start Task inputs
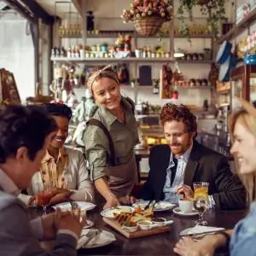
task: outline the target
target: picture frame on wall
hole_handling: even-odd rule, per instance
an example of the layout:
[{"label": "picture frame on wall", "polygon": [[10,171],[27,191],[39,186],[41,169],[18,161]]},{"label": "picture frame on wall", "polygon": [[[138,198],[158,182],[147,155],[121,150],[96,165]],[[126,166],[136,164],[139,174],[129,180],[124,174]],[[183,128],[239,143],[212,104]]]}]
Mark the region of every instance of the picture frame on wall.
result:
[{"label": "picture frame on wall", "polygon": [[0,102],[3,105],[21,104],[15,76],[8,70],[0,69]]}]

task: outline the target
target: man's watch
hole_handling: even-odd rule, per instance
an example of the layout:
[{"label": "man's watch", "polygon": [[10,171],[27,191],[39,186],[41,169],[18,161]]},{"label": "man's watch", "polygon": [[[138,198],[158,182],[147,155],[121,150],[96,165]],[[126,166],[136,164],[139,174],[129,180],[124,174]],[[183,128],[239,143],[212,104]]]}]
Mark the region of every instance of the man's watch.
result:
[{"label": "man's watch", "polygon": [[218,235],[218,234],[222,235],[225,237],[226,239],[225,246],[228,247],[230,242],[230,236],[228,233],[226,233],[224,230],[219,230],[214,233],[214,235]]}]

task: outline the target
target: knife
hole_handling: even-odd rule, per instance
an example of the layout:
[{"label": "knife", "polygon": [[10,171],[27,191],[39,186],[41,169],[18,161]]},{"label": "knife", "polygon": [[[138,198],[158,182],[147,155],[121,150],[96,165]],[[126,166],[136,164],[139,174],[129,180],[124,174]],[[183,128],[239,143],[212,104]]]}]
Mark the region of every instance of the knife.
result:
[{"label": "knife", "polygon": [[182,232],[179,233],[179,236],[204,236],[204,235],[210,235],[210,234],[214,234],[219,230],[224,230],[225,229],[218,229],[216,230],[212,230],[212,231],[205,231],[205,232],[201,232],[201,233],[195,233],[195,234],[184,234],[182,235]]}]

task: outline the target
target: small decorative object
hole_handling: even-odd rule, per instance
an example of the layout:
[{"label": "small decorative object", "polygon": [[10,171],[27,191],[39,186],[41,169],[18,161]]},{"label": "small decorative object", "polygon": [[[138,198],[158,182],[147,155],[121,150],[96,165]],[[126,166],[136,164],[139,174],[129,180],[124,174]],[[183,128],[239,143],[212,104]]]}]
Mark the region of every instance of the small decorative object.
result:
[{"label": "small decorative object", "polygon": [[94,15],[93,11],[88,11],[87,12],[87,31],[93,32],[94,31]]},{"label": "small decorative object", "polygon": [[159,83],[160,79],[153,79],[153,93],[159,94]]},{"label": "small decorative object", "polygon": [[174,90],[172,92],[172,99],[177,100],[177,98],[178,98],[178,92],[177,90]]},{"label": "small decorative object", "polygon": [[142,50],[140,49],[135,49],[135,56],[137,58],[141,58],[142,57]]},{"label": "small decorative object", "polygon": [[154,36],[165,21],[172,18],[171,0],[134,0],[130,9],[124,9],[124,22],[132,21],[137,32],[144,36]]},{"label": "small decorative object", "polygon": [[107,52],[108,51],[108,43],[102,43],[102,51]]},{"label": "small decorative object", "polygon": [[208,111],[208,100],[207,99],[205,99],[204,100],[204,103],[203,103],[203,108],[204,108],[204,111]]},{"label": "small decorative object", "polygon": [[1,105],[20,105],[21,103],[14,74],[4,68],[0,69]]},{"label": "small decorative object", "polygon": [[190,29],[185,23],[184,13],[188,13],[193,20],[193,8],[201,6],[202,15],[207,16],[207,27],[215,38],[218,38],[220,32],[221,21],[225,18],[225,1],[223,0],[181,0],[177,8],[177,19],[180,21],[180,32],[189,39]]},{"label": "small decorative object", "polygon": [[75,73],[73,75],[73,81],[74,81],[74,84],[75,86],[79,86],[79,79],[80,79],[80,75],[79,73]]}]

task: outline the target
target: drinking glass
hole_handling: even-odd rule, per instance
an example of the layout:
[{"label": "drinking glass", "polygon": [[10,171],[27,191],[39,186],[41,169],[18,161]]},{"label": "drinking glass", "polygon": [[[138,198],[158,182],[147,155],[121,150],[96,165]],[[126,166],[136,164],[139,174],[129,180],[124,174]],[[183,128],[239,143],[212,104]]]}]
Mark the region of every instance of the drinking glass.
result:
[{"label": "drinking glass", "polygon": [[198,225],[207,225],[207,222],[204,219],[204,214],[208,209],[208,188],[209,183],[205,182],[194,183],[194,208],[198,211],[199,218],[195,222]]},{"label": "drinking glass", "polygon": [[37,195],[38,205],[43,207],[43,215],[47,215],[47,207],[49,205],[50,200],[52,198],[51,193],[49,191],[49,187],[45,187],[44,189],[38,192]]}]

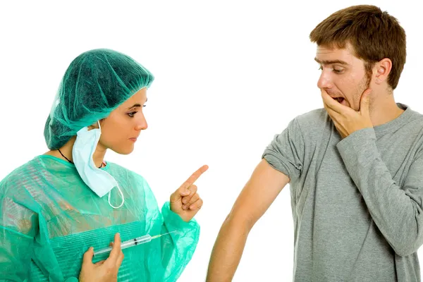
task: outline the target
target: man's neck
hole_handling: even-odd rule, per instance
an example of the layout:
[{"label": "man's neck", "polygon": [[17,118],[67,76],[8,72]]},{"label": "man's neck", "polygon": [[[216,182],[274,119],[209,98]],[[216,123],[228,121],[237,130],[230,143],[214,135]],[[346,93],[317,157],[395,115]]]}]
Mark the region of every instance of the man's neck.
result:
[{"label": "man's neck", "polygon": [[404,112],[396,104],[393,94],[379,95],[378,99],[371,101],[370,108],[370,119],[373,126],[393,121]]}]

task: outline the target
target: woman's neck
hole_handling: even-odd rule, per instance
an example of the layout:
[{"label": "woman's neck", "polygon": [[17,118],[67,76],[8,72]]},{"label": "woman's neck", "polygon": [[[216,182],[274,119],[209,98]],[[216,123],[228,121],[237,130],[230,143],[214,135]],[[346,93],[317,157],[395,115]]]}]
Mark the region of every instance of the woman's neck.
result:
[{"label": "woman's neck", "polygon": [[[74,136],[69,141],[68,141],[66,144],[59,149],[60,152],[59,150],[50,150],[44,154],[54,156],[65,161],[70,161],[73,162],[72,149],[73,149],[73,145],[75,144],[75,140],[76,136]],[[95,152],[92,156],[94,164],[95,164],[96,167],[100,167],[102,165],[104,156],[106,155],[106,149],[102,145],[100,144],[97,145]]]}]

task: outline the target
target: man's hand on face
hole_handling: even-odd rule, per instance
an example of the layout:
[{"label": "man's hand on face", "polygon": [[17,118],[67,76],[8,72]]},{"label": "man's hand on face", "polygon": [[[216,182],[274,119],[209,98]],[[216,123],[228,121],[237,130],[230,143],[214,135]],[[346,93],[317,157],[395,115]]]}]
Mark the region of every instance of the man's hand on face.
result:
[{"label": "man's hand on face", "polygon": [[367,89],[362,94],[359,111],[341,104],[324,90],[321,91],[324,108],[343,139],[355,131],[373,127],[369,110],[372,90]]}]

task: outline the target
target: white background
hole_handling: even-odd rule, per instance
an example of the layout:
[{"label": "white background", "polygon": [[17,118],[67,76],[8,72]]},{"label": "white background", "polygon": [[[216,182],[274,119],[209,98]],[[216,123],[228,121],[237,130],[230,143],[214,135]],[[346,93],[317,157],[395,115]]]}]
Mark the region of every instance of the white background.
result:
end Task inputs
start Task inputs
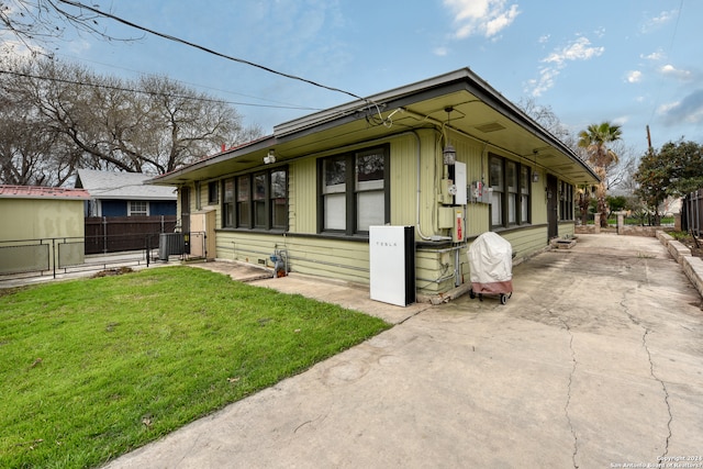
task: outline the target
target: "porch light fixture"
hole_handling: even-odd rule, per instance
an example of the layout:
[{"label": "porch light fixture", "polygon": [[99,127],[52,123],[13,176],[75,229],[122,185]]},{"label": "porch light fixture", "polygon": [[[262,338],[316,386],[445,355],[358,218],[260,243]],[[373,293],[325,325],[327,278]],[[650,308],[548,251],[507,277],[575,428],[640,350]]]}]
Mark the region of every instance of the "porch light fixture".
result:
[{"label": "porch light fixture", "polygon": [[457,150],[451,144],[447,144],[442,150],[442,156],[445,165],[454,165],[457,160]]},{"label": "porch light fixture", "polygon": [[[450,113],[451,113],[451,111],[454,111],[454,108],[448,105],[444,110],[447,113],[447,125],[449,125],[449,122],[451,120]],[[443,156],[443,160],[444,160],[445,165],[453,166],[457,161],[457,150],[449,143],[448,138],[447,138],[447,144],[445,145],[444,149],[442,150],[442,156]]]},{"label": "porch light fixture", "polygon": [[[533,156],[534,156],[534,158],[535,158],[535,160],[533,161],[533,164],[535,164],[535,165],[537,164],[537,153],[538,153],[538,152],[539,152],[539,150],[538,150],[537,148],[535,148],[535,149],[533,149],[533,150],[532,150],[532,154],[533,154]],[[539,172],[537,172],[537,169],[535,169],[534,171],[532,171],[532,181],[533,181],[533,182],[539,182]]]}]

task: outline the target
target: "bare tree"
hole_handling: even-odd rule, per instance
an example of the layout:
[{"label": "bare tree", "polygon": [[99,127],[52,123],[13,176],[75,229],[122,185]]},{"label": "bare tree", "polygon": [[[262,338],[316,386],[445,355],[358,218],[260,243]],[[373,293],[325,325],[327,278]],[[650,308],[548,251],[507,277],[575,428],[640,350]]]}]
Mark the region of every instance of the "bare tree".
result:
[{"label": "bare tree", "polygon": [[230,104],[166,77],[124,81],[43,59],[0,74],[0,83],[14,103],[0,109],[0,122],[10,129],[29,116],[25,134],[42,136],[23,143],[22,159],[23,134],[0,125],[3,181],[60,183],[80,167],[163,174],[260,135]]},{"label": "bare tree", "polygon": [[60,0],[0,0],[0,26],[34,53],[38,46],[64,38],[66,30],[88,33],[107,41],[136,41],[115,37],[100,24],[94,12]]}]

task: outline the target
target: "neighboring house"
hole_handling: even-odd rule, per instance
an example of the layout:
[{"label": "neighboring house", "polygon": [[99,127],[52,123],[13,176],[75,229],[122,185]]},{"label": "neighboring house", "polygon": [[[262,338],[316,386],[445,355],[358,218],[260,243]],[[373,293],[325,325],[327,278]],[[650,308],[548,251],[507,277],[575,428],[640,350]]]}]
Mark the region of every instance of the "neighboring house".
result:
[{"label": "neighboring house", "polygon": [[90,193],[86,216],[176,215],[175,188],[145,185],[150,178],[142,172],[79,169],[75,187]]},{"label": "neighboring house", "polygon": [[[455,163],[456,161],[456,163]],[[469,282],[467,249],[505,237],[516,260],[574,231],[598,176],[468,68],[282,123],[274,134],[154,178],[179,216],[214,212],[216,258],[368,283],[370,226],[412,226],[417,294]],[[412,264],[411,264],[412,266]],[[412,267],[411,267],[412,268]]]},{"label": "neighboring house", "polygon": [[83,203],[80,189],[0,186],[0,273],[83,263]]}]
end Task inputs
start Task inputs
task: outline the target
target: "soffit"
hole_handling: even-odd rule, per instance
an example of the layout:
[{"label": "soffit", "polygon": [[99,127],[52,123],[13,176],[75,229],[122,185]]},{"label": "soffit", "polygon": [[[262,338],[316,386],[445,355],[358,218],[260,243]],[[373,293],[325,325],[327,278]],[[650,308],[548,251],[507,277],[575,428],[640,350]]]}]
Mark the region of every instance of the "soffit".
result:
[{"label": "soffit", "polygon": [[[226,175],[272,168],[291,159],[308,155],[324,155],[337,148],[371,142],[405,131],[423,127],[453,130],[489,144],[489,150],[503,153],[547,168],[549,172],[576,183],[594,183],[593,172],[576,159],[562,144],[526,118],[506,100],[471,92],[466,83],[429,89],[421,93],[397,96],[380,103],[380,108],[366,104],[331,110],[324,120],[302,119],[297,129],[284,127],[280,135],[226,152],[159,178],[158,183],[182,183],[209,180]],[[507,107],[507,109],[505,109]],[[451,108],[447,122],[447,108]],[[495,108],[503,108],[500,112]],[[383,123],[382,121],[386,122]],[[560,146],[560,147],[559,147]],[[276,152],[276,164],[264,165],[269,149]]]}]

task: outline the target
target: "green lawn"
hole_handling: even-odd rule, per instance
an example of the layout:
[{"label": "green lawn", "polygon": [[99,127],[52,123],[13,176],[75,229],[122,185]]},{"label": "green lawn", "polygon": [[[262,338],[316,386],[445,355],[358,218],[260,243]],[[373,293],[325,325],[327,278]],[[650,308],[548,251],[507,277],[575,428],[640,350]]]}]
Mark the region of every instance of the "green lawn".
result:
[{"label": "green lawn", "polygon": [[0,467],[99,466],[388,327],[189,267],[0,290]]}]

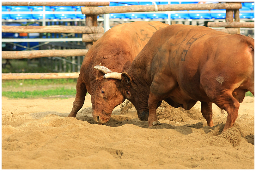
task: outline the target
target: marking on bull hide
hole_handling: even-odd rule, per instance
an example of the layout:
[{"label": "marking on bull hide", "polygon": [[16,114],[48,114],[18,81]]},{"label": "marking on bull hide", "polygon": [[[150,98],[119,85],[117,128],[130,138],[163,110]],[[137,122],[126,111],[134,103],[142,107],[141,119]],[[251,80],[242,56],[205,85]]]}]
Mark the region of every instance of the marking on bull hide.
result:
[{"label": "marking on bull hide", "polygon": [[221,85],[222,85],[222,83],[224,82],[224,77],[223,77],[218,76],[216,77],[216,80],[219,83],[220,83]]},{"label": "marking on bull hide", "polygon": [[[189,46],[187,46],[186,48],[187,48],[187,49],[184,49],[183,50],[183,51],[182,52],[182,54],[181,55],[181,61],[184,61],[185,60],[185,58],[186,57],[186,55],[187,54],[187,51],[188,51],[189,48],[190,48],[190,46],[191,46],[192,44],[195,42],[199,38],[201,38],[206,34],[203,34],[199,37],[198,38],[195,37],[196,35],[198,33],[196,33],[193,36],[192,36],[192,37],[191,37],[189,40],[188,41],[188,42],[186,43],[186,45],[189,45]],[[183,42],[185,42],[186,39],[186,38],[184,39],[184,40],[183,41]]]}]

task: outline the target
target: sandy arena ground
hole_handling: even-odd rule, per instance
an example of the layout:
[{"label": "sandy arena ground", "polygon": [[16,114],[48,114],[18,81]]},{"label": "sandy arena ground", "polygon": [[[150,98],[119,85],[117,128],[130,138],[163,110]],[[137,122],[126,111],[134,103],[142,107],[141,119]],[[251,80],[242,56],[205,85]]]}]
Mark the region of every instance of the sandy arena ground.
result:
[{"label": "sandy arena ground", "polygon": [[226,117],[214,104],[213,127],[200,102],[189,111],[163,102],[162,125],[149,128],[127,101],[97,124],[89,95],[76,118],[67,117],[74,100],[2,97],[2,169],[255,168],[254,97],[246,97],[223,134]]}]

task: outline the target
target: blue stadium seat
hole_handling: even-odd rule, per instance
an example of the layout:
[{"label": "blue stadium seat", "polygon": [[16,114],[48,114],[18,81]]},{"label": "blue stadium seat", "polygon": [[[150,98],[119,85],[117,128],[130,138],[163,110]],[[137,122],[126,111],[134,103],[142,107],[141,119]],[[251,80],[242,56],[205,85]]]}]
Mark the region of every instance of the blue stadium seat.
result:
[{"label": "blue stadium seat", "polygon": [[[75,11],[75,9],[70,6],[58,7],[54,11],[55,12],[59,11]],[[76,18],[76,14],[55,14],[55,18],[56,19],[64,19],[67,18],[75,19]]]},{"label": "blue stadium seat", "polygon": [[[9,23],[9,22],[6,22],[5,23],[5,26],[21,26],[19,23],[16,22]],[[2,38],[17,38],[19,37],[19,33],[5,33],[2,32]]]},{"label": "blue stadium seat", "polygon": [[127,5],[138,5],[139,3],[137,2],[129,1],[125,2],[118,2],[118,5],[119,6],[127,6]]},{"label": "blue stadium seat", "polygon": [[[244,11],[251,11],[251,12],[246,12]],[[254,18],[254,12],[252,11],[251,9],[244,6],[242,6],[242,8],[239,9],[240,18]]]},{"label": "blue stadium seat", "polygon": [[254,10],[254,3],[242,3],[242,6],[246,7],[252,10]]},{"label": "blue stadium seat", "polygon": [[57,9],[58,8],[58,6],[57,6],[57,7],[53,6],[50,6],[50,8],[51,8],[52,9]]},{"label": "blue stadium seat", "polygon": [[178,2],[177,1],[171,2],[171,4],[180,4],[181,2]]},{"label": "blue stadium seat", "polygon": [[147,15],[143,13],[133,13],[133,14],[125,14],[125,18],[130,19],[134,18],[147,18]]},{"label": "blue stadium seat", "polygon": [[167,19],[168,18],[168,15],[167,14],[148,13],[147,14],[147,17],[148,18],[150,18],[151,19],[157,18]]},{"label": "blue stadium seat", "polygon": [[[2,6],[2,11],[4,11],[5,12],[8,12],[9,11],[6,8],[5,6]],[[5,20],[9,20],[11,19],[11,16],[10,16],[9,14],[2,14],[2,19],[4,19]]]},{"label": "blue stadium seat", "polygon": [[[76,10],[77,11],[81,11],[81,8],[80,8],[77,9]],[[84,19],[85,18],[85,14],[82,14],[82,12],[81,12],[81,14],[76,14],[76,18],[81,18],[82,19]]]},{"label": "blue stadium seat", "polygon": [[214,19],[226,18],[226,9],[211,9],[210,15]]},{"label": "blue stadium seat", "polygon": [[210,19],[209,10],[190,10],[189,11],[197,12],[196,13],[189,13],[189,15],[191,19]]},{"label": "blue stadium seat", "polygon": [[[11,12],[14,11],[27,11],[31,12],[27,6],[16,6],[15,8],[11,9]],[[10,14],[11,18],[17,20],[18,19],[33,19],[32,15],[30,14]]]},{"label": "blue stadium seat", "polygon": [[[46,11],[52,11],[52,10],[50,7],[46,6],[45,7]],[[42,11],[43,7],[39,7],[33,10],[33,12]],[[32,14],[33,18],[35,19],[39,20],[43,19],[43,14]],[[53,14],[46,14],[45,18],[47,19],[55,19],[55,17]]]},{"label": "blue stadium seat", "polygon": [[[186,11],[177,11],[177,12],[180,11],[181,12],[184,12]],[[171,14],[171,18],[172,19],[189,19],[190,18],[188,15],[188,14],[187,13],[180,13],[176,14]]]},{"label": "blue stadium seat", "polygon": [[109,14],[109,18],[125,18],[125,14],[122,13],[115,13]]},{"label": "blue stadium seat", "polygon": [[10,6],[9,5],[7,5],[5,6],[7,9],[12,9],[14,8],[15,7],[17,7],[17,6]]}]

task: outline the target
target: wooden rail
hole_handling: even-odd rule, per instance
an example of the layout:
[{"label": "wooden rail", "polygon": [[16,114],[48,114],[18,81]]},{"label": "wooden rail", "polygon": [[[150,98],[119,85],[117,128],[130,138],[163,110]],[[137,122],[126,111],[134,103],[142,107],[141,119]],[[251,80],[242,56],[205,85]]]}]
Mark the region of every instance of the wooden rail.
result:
end Task inputs
* Given problem: Return each line from the entries above that contains the string "frame", treating uppercase and lowercase as different.

* Solution to this problem:
target: picture frame on wall
[{"label": "picture frame on wall", "polygon": [[10,171],[27,191],[39,186],[41,169],[18,161]]},{"label": "picture frame on wall", "polygon": [[[138,198],[158,182],[147,155],[121,150],[96,165]],[[126,166],[136,164],[139,174],[129,180],[124,174]],[[183,128],[239,143],[212,104]]]}]
Mark the region of every instance of the picture frame on wall.
[{"label": "picture frame on wall", "polygon": [[0,102],[3,105],[21,104],[15,76],[8,70],[0,69]]}]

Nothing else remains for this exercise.